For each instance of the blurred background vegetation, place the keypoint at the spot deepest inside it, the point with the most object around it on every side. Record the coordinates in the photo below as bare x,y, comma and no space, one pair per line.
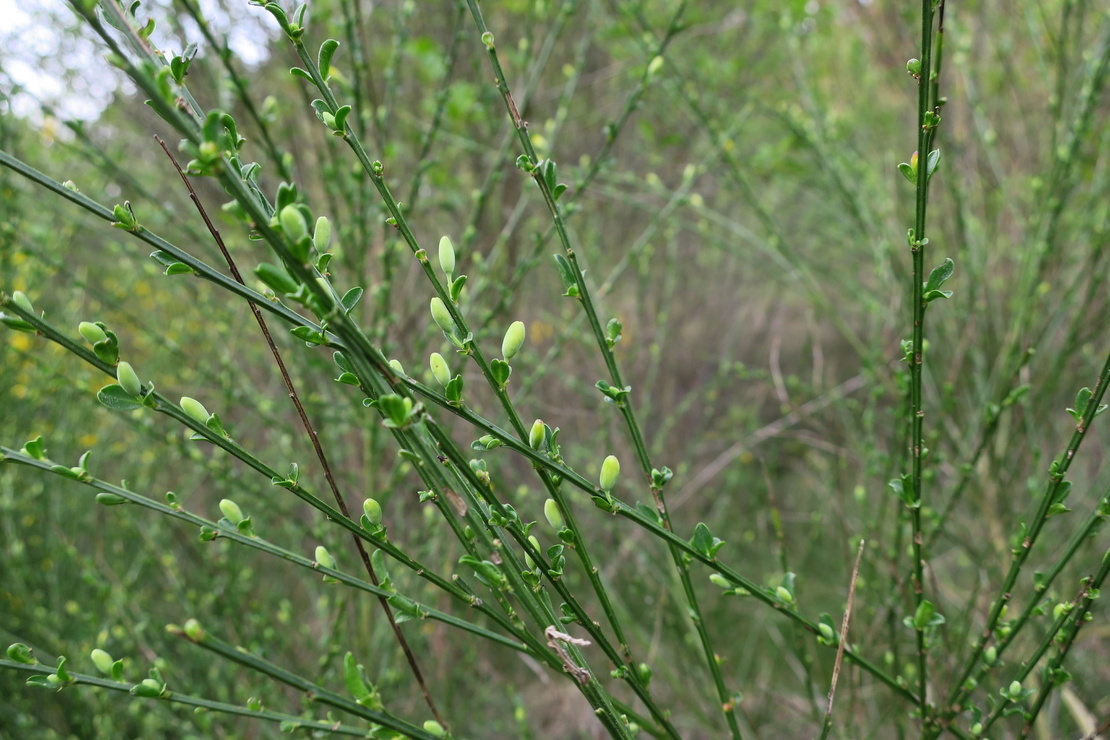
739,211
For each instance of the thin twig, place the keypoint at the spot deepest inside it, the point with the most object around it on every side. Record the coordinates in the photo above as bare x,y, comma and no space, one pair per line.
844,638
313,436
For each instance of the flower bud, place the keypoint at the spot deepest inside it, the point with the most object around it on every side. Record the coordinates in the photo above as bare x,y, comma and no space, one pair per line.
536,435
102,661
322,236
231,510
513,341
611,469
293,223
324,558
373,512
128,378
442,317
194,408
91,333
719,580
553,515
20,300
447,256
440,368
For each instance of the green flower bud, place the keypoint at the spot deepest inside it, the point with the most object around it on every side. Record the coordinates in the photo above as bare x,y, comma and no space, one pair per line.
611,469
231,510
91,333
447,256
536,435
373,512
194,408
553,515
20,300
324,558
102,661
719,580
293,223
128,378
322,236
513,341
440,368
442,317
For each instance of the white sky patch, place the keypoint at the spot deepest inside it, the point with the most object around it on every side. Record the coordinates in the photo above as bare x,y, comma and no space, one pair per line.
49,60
...
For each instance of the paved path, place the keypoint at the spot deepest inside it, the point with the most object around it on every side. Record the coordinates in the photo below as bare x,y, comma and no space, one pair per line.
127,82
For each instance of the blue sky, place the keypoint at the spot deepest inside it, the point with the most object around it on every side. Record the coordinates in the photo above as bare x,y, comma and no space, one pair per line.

◆ Objective ◆
Recast the records from the line containing "For each instance of the paved" through the line containing "For each instance of the blue" as a numbered list, one item per line, and leave out any blank lines.

◆ Answer to the problem ◆
1. For each instance of the paved path, place the keypoint at the spot deepest inside it, the point with the most object around it on every side. Record the coordinates in the photo below as bare x,y, comma and no space, one pair per line.
2. 127,82
3. For each instance of the blue sky, place the keypoint at the spot deepest inside it, the point with the most object around it on every side. Record the coordinates in the photo above as bare x,y, comma and no space, one pair per line.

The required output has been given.